↓

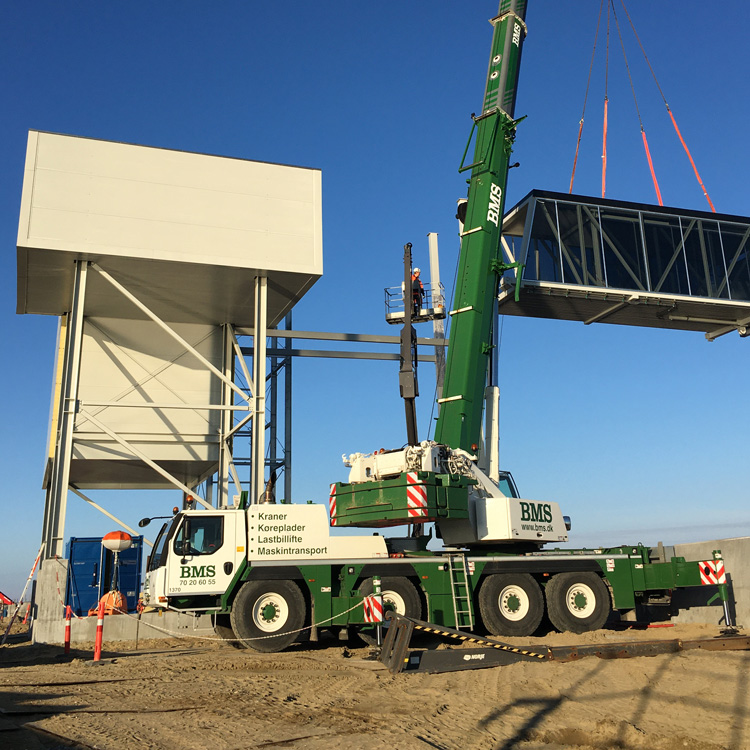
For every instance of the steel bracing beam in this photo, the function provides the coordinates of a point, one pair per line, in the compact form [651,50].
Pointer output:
[57,491]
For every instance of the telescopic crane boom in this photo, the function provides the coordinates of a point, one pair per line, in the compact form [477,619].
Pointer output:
[473,313]
[440,480]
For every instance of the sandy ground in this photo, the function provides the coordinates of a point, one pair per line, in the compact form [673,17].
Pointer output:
[198,694]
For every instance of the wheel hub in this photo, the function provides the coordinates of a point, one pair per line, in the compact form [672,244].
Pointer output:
[270,613]
[513,603]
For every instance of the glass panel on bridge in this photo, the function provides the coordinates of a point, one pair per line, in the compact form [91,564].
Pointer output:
[607,261]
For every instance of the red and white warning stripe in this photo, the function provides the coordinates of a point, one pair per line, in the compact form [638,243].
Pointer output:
[416,496]
[373,608]
[332,505]
[712,572]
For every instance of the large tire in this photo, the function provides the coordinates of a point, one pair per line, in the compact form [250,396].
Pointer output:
[511,604]
[577,602]
[263,609]
[399,595]
[223,628]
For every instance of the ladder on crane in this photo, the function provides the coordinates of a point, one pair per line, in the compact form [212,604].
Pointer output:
[460,591]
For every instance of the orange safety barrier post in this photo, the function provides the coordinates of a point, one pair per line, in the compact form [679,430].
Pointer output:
[68,614]
[99,632]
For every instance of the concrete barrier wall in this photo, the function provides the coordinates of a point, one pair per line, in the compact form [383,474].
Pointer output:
[692,603]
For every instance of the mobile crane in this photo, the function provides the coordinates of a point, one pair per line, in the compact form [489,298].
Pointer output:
[270,573]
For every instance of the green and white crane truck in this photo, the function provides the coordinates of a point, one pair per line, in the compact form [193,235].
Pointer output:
[271,573]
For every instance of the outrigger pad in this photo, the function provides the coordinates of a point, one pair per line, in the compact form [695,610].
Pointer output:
[396,656]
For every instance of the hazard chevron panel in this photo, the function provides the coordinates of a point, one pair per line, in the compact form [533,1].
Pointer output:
[411,497]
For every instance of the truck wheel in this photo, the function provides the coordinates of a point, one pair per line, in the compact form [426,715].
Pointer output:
[399,595]
[511,604]
[267,615]
[577,602]
[223,628]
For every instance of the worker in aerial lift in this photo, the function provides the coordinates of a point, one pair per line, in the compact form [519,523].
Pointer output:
[417,290]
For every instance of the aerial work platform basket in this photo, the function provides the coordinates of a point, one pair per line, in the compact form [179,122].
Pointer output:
[602,261]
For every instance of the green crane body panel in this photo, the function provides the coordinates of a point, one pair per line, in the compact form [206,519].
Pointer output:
[384,503]
[473,310]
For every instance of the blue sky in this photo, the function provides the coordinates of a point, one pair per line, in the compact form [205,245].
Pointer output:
[639,434]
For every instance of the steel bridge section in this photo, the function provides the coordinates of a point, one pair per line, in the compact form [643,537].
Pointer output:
[596,260]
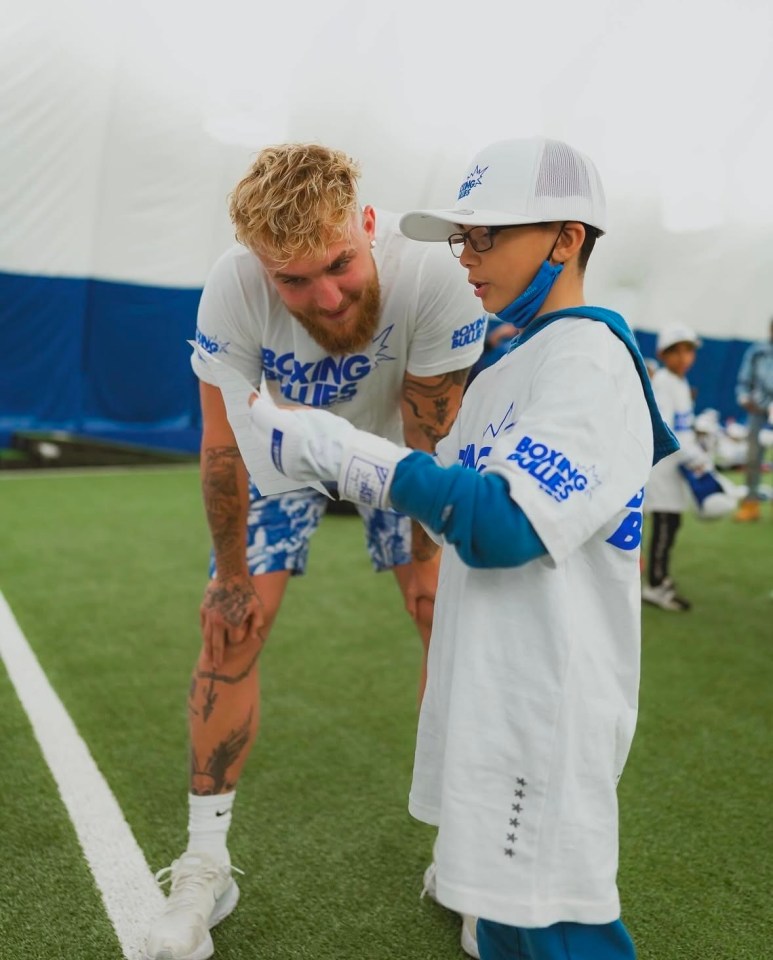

↑

How to complete this task = Once a line of the records is found to contain "wheel", copy it out.

Finished task =
For every instance of the wheel hub in this photo, the function provides the coordinates of a point, one pair per line, in the compact form [672,244].
For every instance of the truck wheel in this photo, the function provides the coordinates of a point, one pair per line, in the compact form [426,715].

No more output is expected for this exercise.